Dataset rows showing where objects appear
★ ★ ★ ★

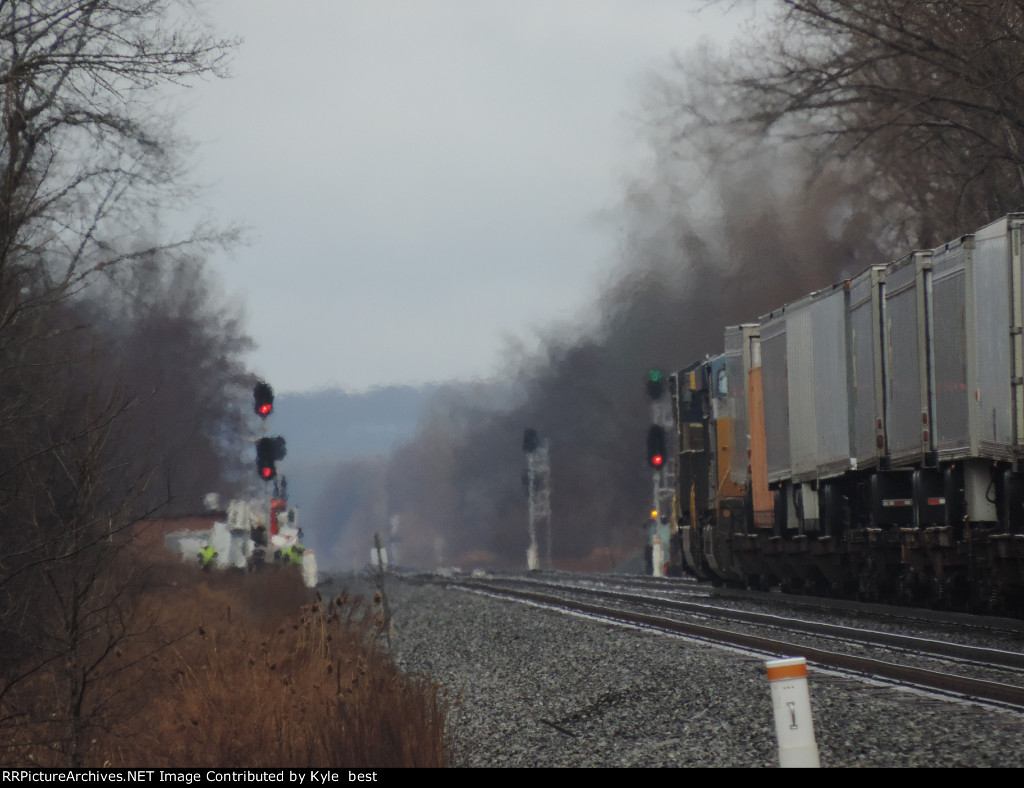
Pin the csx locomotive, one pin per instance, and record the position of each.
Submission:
(865, 440)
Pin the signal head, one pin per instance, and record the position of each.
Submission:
(656, 446)
(655, 384)
(263, 399)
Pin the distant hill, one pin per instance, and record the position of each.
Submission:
(335, 425)
(322, 429)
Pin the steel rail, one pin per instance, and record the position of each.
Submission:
(975, 688)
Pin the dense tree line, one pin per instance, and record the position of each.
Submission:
(121, 379)
(833, 135)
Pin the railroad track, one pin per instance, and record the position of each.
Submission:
(753, 630)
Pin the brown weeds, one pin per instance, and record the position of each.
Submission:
(245, 670)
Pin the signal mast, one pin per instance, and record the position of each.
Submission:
(663, 463)
(539, 490)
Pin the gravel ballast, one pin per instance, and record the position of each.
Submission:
(536, 688)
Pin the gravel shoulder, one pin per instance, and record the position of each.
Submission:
(531, 688)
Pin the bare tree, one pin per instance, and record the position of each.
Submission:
(85, 155)
(86, 164)
(926, 96)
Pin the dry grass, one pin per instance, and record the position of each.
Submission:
(245, 670)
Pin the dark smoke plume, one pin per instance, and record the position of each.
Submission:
(719, 232)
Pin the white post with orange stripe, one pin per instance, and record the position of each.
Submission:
(792, 704)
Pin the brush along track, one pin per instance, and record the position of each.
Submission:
(976, 658)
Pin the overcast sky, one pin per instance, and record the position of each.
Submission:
(424, 179)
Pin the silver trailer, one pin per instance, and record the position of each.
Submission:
(740, 344)
(866, 367)
(976, 288)
(775, 381)
(908, 433)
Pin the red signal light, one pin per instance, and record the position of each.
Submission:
(656, 446)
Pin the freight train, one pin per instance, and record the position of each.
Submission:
(865, 440)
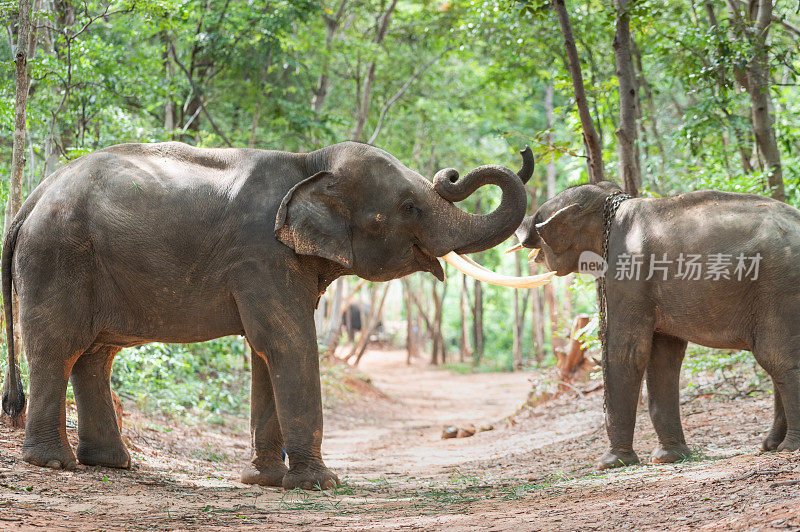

★ ★ ★ ★

## [What is needed]
Rewrite the entire listing above, replacing every "Submission" with "Result" and leaving all other text unchanged. Omit the pictures from your version.

## [Response]
Pin the csx locomotive, one pin per instance, and record the position of each.
Result:
(865, 440)
Pin the signal head, one pin per instance, and record the position of each.
Result:
(656, 446)
(655, 384)
(263, 399)
Pin the distant hill, one pin per instance, and record the position of each.
Result:
(335, 425)
(322, 429)
Pin the steel rail, one pin per instance, and record the position of each.
Result:
(975, 688)
Pin the dense tree line, one pin per instance, and record the position of each.
Result:
(121, 379)
(833, 135)
Pin the railroad track, one pin per instance, and record the position of each.
Result:
(753, 630)
Pin the brown weeds, one pin per instance, and record the position of each.
Result:
(245, 670)
Pin the signal mast, one pin per instance, and record the position of each.
Result:
(663, 463)
(539, 490)
Pin the gravel ballast, one pin per instance, and record the position of each.
Result:
(536, 688)
Pin the gravel shoulder, one pin per instance, and record the position of each.
Result:
(531, 688)
Pin the bare tree, one pin per instance, and record the position of each.
Result:
(85, 155)
(86, 164)
(926, 96)
Pin the dry grass, one pin per instance, and record the position of each.
Result:
(245, 670)
Pin the dark smoke plume, one pin per instance, and record the position of each.
Result:
(719, 232)
Pin the white post with orange stripe, one pin per instance, and record the position of each.
Result:
(792, 704)
Pin the brush along track, one pin per instance, and record the position of each.
Result:
(976, 658)
Pin the overcast sky, one pin per instance, and record the position of each.
Result:
(424, 179)
Pin the silver trailer, one pin per instance, and record the position of each.
Result:
(740, 344)
(866, 367)
(976, 288)
(775, 381)
(908, 433)
Pin the red signal light, one pin per instance, and record the position of each.
Result:
(656, 446)
Pin the freight train, one pin per instance, and record the position of each.
Result:
(865, 440)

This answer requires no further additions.